# Union Contact Pro vs. Force?



## daveykim (Jan 5, 2012)

Im planning on getting a freestyle board such as the NS Evo or GNU Street and I need a pair of bindings to match it.

I am under the impression that the Union Contact Pros. is a little stiffer than the contacts, but still more flexier than the force? Is that correct?

Anyways, I do about 60% park and 40% jumps (up to about 70feet max).
what would be good? i've also considered rome boss 390s

thanks


----------



## Nivek (Jan 24, 2008)

Rome's over both. Contact Pro's of the Unions.

Faves are either Flow M9's or K2 Companies for those decks.


----------



## daveykim (Jan 5, 2012)

could you specify why for me?
thanks!


----------



## Nivek (Jan 24, 2008)

MATERIAL PROVIDED:
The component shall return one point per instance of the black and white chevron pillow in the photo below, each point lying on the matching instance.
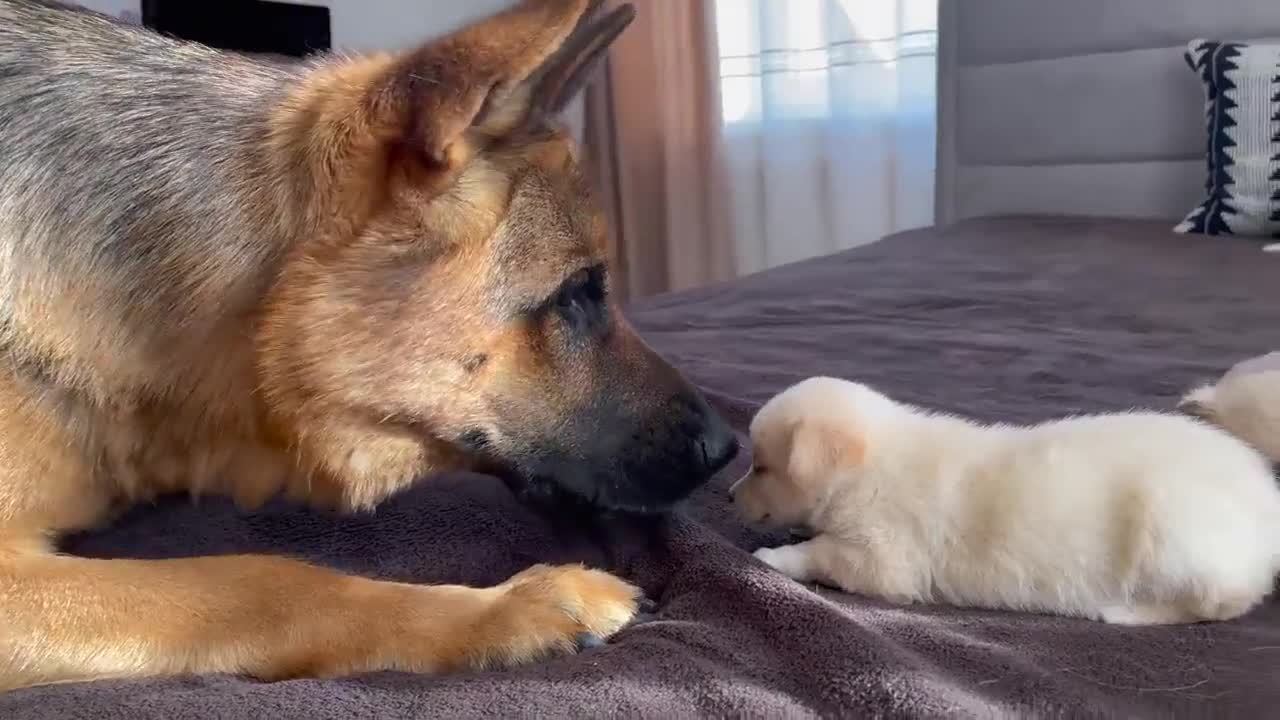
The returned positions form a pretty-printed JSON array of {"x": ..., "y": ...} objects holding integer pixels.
[{"x": 1242, "y": 90}]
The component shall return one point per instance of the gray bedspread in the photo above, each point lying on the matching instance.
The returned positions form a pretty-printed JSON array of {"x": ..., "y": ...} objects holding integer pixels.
[{"x": 1011, "y": 319}]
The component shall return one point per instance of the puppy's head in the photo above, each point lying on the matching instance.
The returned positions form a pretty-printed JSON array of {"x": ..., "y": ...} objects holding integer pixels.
[
  {"x": 456, "y": 295},
  {"x": 805, "y": 440}
]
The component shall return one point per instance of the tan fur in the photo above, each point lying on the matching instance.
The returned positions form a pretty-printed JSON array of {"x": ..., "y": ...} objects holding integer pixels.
[{"x": 315, "y": 378}]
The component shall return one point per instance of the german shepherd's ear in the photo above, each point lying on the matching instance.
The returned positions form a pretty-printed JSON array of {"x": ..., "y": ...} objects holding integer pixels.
[{"x": 493, "y": 77}]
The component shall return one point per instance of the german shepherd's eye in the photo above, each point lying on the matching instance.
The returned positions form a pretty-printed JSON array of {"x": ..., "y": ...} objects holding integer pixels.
[{"x": 580, "y": 301}]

SET EXERCISE: Continue the forum thread on snowboard bindings from the point where it stops.

RESPONSE TO THE TASK:
So far Union in the last couple years has not impressed me. The 390's are a great do everything binding. M9's will be the most comfortable and provide better edge to edge performance, but not the best dampening. The Nationals have Harshmellow which in my opinion is second only to Raiden Airbags, and the urethane backs will give you enough support to satisfy but plenty of tweak in the park. Which if you wanna go with airbags you might like Zero's, but you might find them a little to soft for your board choices. Actually they'd do pretty well. 

Changed my mind, get Zero's. When I was going to get a Blacklist I was planning on putting Zero's on it. Airbags are the shiznat and the highback is just enough for what I like in a binding. Skatey feel.


----------



## daveykim (Jan 5, 2012)

nice the zeros seem like great bindings too. how are they for mid size jumps? do they provide just enough cushion you think?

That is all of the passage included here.